[Region pointing data]
== Segment start ==
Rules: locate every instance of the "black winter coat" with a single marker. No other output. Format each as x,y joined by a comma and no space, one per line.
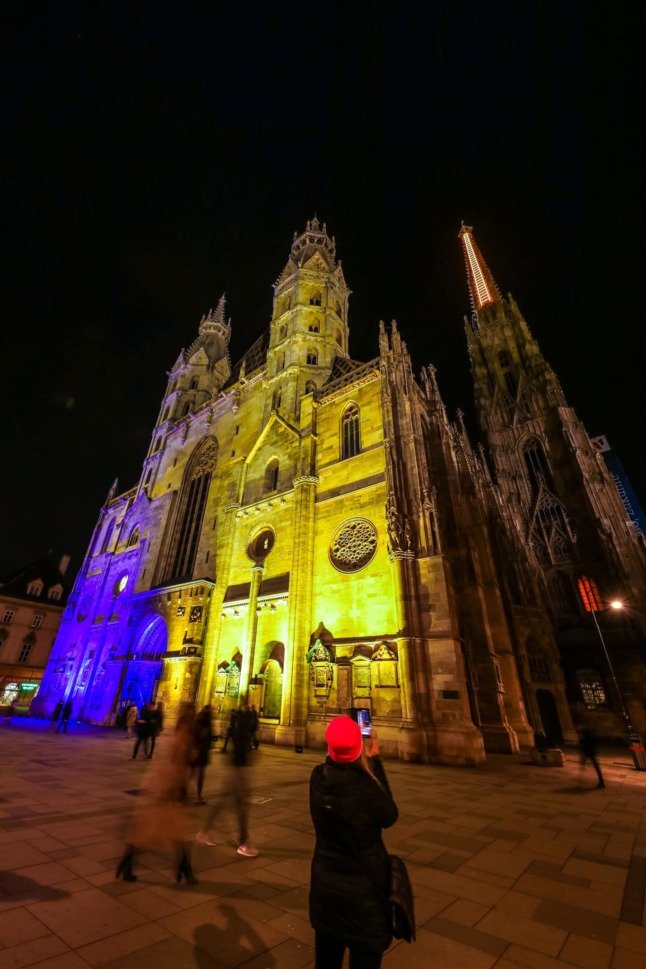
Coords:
350,877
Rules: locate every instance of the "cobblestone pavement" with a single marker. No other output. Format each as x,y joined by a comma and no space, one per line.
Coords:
512,865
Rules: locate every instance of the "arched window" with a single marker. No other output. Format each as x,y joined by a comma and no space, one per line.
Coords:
26,648
271,476
350,432
537,467
133,537
107,535
508,375
190,515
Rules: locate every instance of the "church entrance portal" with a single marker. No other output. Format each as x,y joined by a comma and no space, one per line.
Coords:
549,716
144,669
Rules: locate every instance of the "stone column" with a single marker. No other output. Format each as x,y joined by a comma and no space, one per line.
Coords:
293,713
214,624
252,628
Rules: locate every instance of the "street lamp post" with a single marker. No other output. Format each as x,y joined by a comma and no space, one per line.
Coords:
635,744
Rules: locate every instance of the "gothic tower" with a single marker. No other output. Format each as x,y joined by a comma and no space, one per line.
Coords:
308,326
560,492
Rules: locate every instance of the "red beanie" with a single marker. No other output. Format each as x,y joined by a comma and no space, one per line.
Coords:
344,740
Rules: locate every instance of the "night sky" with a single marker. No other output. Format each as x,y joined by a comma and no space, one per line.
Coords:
160,154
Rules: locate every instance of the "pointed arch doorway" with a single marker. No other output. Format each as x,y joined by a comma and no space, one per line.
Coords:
144,668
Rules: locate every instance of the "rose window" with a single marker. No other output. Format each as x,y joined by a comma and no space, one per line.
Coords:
354,545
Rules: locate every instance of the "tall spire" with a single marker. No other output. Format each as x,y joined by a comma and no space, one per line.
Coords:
482,285
215,322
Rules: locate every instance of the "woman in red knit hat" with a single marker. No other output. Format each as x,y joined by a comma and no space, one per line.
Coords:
350,804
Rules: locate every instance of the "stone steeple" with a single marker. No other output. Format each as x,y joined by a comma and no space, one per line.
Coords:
309,323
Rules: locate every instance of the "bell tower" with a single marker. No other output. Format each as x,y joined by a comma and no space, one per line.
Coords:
309,323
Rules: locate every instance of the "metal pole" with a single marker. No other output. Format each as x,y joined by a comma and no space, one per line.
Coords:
635,744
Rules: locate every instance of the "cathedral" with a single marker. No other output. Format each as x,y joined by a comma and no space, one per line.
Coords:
311,533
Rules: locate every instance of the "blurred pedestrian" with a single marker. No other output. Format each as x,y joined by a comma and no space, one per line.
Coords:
231,727
159,822
253,728
236,785
132,715
202,741
588,752
143,730
65,717
350,803
156,727
56,714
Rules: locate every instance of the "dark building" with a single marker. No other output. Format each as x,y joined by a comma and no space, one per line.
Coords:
555,484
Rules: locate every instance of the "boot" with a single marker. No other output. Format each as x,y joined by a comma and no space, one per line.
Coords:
184,870
125,866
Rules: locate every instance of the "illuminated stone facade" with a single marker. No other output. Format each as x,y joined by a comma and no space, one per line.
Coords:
312,531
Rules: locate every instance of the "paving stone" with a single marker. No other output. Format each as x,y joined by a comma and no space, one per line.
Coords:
483,941
85,917
530,933
31,953
19,926
432,949
625,959
465,912
587,953
122,944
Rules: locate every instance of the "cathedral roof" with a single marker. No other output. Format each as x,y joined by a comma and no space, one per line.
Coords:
== Segment end ==
Your task is to find each line in the entries that contains the string "cathedral" and copy it.

### Result of this exercise:
Rules: locate every instance of the "cathedral" with a single marker. No other output. Format each as x,y joined by a comma and no space, one per line.
Rules: locate every instance of the "cathedral roof" with a single marker. No other output. Format each as x,y joined by a comma and no space, one per line.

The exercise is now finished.